*GIVEN PASSAGE:*
--

Tuesday, April 15, 2008

MixLine Tip: Save My Snare!

- MixLine, Kevin Becka

A badly recorded snare can often be helped by duplicating it and then treating the duplicates as separately processed members of the same "club." For starters, duplicate your track, either by multing it to a second channel on your console or physically duplicating it in your DAW. One of these dupes will be optimized for punch, while the other will be used to add snap. Alone, they will not have what it takes to flavor your drum mix, but that's the point - it's the combination that will work.

--

*TASKS TO PERFORM:*
a – Decide whether each statement agrees with the snare tip, answering yes or no and quoting the deciding words. (i) One duplicate is set up for punch and the other for snap. (ii) Either duplicate alone is enough to flavor the drum mix. (iii) The track can be duplicated only inside a DAW.
b – What two ways of duplicating the track does the snare tip give?

*COLLECTED DATA:*

--

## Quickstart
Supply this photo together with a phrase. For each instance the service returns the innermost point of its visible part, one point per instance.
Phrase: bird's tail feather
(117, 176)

--

*ANSWERS BELOW:*
a –
(i) Yes: "One of these dupes will be optimized for punch, while the other will be used to add snap."
(ii) No: "Alone, they will not have what it takes to flavor your drum mix"
(iii) No: "either by multing it to a second channel on your console or physically duplicating it in your DAW"

b – Multing it to a second channel on the console, or physically duplicating it in the DAW.